◆ **Tasks to carry out**:
[1] Which properties of qualia does the qualia article list as Dennett's? Name each one.
[2] Can you quote the qualia article between "1. Ineffable —" and "know about it.", inclusive?

◆ **Document excerpt**:
No One Knows You Better Than You Do.

Lynn Zimmering
3 min readJun 5, 2022

Does this knowledge prove that you are conscious?

Photo by Thought Catalog on Unsplash

Taking stock of yourself is something other than what one frequently does. Why bother, one might say. But, recently, it came to my mind concerning why I may be so out of breath all the time. I am the only one who knows how I feel. Describing the feeling to a doctor is not the same as feeling it.

To my great surprise, some research revealed gobs and gobs of philosophical writings on knowing yourself. For example, have you ever heard of qualia? What are qualia? They are impression about how things are.

Definitions of qualia have had different meanings over time. Daniel Dennett, the philosopher, was identified in the Oxford University Press. Retrieved 2020–05–, four properties of qualia, even though he denies their existence:

  1. Ineffable — they cannot be communicated or apprehended by any means other than direct experience.
  2. Intrinsic — non-relational properties that do not change depending on contact with other things.
  3. Private— all interpersonal comparisons of qualia are systematically impossible.
  4. Direct or immediately apprehensible by consciousness — to experience a quale is to know when one encounters it and all there is to know about it.

Look at the quale (singular for qualia) of viewing red and how the description of the color might sound to a blind person. The describer would not be able to relate his red perception so that a non-seeing listener might know everything there is to know about red, such as we who have instantaneous recognition. Red looks hot, or the experience occurs when you encounter a light of 700 nm (nanometer)wavelength. You and I recognize red without any further description.

◆ **Stored data**:
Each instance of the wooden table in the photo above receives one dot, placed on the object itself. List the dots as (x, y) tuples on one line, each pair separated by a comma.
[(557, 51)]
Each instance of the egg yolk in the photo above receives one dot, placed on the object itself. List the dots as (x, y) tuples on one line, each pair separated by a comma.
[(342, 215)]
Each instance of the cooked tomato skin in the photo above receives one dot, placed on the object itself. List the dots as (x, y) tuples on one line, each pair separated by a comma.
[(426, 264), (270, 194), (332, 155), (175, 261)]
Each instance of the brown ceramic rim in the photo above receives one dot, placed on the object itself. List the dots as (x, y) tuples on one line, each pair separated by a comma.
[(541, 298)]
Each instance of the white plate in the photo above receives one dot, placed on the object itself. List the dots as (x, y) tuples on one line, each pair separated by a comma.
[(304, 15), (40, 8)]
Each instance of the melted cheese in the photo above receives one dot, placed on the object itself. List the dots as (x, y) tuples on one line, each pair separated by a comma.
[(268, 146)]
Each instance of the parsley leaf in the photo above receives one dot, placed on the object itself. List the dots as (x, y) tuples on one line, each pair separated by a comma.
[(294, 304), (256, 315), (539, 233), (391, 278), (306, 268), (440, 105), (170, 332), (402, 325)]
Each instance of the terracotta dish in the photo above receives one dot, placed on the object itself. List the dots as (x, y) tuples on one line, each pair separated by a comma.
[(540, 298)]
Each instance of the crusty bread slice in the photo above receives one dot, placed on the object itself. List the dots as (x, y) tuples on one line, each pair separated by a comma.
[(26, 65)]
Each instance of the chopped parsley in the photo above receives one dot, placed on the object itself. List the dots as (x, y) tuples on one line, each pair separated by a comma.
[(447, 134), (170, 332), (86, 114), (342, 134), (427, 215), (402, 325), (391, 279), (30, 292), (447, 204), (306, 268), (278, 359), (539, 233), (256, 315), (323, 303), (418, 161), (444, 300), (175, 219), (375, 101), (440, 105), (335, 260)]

◆ **Answers provided**:
[1]
Ineffable
Intrinsic
Private
Direct or immediately apprehensible by consciousness

[2]
1. Ineffable — they cannot be communicated or apprehended by any means other than direct experience.
  2. Intrinsic — non-relational properties that do not change depending on contact with other things.
  3. Private— all interpersonal comparisons of qualia are systematically impossible.
  4. Direct or immediately apprehensible by consciousness — to experience a quale is to know when one encounters it and all there is to know about it.